Excerpts from a pointing dataset:

⁂

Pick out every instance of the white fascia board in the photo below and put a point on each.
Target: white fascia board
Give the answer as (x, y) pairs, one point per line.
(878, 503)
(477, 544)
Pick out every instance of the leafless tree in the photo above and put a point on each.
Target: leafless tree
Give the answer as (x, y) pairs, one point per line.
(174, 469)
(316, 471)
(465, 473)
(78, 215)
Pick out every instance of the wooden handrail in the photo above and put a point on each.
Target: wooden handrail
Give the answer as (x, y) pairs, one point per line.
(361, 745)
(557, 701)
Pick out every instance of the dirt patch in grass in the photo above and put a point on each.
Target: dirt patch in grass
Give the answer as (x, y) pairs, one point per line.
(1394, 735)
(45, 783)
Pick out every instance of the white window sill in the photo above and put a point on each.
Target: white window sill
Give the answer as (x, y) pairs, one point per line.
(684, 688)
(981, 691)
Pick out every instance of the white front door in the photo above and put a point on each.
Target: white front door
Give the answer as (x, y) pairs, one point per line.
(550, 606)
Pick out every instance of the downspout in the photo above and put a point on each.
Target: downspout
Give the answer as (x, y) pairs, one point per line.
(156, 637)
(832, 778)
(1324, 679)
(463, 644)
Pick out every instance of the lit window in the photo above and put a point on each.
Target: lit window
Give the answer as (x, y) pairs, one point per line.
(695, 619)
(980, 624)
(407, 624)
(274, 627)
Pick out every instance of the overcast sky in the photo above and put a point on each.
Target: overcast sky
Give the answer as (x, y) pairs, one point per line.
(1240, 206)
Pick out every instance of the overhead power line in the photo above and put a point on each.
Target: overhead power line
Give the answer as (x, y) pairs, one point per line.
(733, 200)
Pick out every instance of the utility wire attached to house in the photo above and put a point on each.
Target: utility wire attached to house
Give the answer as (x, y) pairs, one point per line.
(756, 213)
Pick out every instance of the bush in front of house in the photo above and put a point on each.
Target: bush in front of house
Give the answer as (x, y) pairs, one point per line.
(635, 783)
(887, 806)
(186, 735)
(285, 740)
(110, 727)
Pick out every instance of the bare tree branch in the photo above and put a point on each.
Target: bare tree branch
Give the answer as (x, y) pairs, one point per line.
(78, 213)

⁂

#### GIVEN PROBLEM:
Rewrite all the rows above, changing every "Pick out" to "Locate" and keeping everything else the same.

#### PROBLEM SOLUTION:
Locate every instance of the white fascia board in the photo below and put a point on each.
Target: white fascia board
Give the answer as (x, y) pairs, one point per line.
(878, 503)
(477, 544)
Locate every instance of the leafless tree in the photo above and put a point on each.
Target: leafless tree
Give the answer as (x, y) pairs, one point per line.
(174, 469)
(316, 471)
(465, 473)
(78, 215)
Locate every instance of the wooden handrail in the photo above and put a point on each.
Target: wooden handrail
Give the answer as (x, y) pairs, one point per line.
(361, 745)
(557, 701)
Locate every instance of the dirt patch in grass in the photo above and put a point on each.
Target: dirt patch in grass
Give the answer as (x, y) pairs, one point per line.
(1394, 735)
(45, 783)
Locate every instance of the white window sill in the photo above and put a point on each.
Target: white window sill
Give the answer as (x, y) pairs, one point per line.
(684, 688)
(981, 691)
Locate every instance of the white front door in the photo above and put a point on each.
Target: white front door
Give the answer as (x, y) pairs, one point per line.
(550, 606)
Locate every instance of the downspout in the photo above and put a point on each.
Target: downspout
Give the answer as (x, y) pairs, one point per line.
(156, 637)
(832, 778)
(1324, 679)
(463, 644)
Locate every instance of the lit window in the photo above and put a point on each.
Target: lit window
Give the answer as (x, y) pairs, one point per line.
(695, 619)
(980, 624)
(407, 624)
(274, 627)
Locate every instance of the overcast sky in the photo above and put a point on each.
Target: overcast sky
Give the answer as (x, y) pairs, one point per line.
(1240, 206)
Locate every instance of the overhead power line in the photo above and put a point on each.
Target: overhead power line
Give the answer as (x, y) pairs, one point per line.
(733, 200)
Locate every instance of the utility wire attached to house in the photo above and put a point on each.
Target: utility wire attached to house
Give the answer as (x, y) pairs, one point per line.
(756, 213)
Locate every instance of the bush in front of house in the photo above and put a point on each.
Target: bush in front of house
Give the answer as (x, y) pairs, one point per line.
(635, 783)
(887, 806)
(186, 735)
(285, 740)
(110, 727)
Locate every instance of the bare tree branch in the photo above and put a point on each.
Target: bare tree branch
Give the answer as (x, y) pairs, one point per line.
(78, 213)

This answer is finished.